Supplied text:
CHANGE IN INDIVIDUAL NET-WORTH TEST FOR DETERMINING ACCREDITED INVESTORS

 

With the enactment of the Dodd-Frank Wall Street Reform and Consumer Protection Act (the “Act”) on July 21, 2010 comes an important change to the definition of “accredited investor” with implications for the way companies raise money from private sources. 

 

Nature of the Change

 

There are two tests by which an individual who is not a director, executive officer, or general partner of a company can qualify as an “accredited investor” for federal securities law purposes.  The first relies on the individual’s net worth.  An individual whose net worth or joint net worth with his or her spouse exceeds $1,000,000 is considered an “accredited investor.”  Pursuant to the Act, individuals must now exclude the value of their primary residence in calculating their net worth.  Guidance from the staff at the Securities and Exchange Commission also reveals that indebtedness secured by the primary residence up to its fair market value may also be excluded from the calculation while indebtedness secured by the residence in excess of the value of the home should be considered a liability and deducted from the investor’s net worth.

 

The second test—the "income test"—was not changed by the Act.  Thus, an individual with income in excess of $200,000 (or, with his or her spouse, in excess of $300,000), who reasonably expects the same for the current year, is still considered an “accredited investor.”

 

Why it Matters

 

“Accredited investor” is an important concept for private securities offerings that will not be registered under securities laws.  Any offer or sale of securities must be registered under the federal (and state) securities laws or qualify for an exemption from registration.  Private companies raising money commonly rely on the exemptions from federal registration found in Regulation D of the Securities Act of 1933.  In a Regulation D offering to accredited and non-accredited investors, companies may be obligated to provide significantly more detailed disclosures than they would be required to provide in an offering limited solely to accredited investors.  Furthermore, offerings made pursuant to Rule 506 of Regulation D are often limited to accredited investors to avoid the more ambiguous requirement that each investor be sophisticated enough to be able to evaluate the risks of the prospective investment.

Collected data:
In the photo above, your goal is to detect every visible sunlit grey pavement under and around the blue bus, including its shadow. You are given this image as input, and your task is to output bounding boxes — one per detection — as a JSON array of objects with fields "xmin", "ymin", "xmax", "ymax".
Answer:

Task objective: Repeat word for word the passage of the accredited-investor text above, starting with "With the enactment" and going on through "from private sources.".

Expected answer:
With the enactment of the Dodd-Frank Wall Street Reform and Consumer Protection Act (the “Act”) on July 21, 2010 comes an important change to the definition of “accredited investor” with implications for the way companies raise money from private sources.